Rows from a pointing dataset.
________________________

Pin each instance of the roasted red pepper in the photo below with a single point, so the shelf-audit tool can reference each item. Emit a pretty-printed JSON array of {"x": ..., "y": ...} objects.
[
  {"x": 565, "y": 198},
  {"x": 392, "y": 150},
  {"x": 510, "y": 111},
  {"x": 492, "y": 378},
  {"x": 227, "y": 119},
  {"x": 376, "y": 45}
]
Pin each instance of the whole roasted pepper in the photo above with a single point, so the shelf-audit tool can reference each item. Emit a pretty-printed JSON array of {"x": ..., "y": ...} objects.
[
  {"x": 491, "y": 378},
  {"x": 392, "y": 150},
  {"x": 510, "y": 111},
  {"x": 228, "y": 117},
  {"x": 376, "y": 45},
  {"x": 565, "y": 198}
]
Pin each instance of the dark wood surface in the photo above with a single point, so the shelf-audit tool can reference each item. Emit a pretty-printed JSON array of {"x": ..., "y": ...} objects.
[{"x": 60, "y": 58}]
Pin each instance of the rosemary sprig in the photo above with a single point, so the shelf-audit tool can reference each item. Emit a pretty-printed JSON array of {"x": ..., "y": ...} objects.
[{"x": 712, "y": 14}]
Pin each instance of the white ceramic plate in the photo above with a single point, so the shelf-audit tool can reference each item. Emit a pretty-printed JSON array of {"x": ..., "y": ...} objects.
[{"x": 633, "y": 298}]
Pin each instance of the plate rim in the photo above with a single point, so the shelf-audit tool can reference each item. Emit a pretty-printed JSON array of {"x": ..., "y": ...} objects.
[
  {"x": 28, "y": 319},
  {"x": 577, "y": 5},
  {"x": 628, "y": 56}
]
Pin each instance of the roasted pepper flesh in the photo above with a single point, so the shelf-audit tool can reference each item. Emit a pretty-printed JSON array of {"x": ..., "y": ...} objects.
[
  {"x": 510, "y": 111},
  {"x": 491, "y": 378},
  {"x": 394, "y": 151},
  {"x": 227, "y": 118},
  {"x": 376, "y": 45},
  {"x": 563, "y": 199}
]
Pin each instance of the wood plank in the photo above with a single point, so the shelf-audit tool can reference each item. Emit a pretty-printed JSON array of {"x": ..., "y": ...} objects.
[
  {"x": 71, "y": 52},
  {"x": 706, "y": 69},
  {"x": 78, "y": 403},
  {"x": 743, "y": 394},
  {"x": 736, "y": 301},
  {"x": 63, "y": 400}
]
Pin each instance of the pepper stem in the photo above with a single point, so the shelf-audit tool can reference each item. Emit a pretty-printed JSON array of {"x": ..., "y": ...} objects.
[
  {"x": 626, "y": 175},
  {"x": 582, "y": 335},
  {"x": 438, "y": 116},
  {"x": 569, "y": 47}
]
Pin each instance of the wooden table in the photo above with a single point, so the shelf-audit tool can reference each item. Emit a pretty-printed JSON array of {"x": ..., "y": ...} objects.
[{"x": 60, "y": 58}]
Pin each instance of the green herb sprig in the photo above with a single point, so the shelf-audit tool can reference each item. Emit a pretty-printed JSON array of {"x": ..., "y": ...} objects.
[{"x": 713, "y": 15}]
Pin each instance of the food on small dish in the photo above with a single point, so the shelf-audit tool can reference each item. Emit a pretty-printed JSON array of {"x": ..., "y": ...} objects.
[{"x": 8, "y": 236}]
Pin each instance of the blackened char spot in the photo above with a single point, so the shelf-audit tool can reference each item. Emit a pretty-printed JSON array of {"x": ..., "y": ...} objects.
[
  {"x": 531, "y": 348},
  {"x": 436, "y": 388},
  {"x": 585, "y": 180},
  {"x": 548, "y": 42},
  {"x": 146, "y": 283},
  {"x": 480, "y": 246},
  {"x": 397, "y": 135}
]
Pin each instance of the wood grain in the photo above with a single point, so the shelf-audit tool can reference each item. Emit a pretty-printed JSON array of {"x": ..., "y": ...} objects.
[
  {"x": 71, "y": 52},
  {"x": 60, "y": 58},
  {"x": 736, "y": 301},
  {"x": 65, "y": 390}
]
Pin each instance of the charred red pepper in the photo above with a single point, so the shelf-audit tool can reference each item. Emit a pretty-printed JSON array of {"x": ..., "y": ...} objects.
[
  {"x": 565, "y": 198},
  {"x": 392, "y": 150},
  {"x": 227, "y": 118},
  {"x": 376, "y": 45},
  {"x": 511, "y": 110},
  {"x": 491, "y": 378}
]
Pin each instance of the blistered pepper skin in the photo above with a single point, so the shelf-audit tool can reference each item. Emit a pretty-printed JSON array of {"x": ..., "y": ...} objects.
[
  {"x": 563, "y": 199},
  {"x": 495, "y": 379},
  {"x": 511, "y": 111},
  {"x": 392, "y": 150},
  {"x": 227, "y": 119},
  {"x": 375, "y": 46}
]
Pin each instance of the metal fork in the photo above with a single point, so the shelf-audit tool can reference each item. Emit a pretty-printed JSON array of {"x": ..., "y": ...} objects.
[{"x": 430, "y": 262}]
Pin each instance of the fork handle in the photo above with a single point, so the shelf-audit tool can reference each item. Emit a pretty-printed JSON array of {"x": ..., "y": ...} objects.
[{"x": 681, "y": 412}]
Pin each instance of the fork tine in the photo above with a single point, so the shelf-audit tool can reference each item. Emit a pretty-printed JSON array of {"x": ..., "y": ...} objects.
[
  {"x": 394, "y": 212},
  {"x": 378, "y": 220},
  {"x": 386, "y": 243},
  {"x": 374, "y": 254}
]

________________________

WHAT THIS TASK INVOLVES. Copy only this span: the line that contains "Pin each instance of the blistered", the last line, and every line between them.

CORRECT OUTPUT.
Pin each instance of the blistered pepper skin in the photo above with a single point, so the shelf-audit tool can reference each item. Emit a pretty-printed JSON array of {"x": ..., "y": ...} objects.
[
  {"x": 563, "y": 199},
  {"x": 495, "y": 379},
  {"x": 511, "y": 111},
  {"x": 392, "y": 150},
  {"x": 227, "y": 119},
  {"x": 375, "y": 46}
]
Pin each instance of the metal fork in the photo above with a single point, so the shelf-audit tool can reference each item. Emit a pretty-printed JSON array of {"x": ..., "y": ...} objects.
[{"x": 430, "y": 262}]
Pin each instance of the fork handle in the photo above with a single point, so the shelf-audit tool can reference each item. Emit a pretty-printed JSON array of {"x": ..., "y": ...} objects.
[{"x": 681, "y": 412}]
Pin each instance of the fork tine in the photo above with a single point, so the shelf-audit tool can reference each item. Emit a pretty-printed JSON array of {"x": ..., "y": ...} objects.
[
  {"x": 394, "y": 212},
  {"x": 378, "y": 220},
  {"x": 386, "y": 243},
  {"x": 374, "y": 254}
]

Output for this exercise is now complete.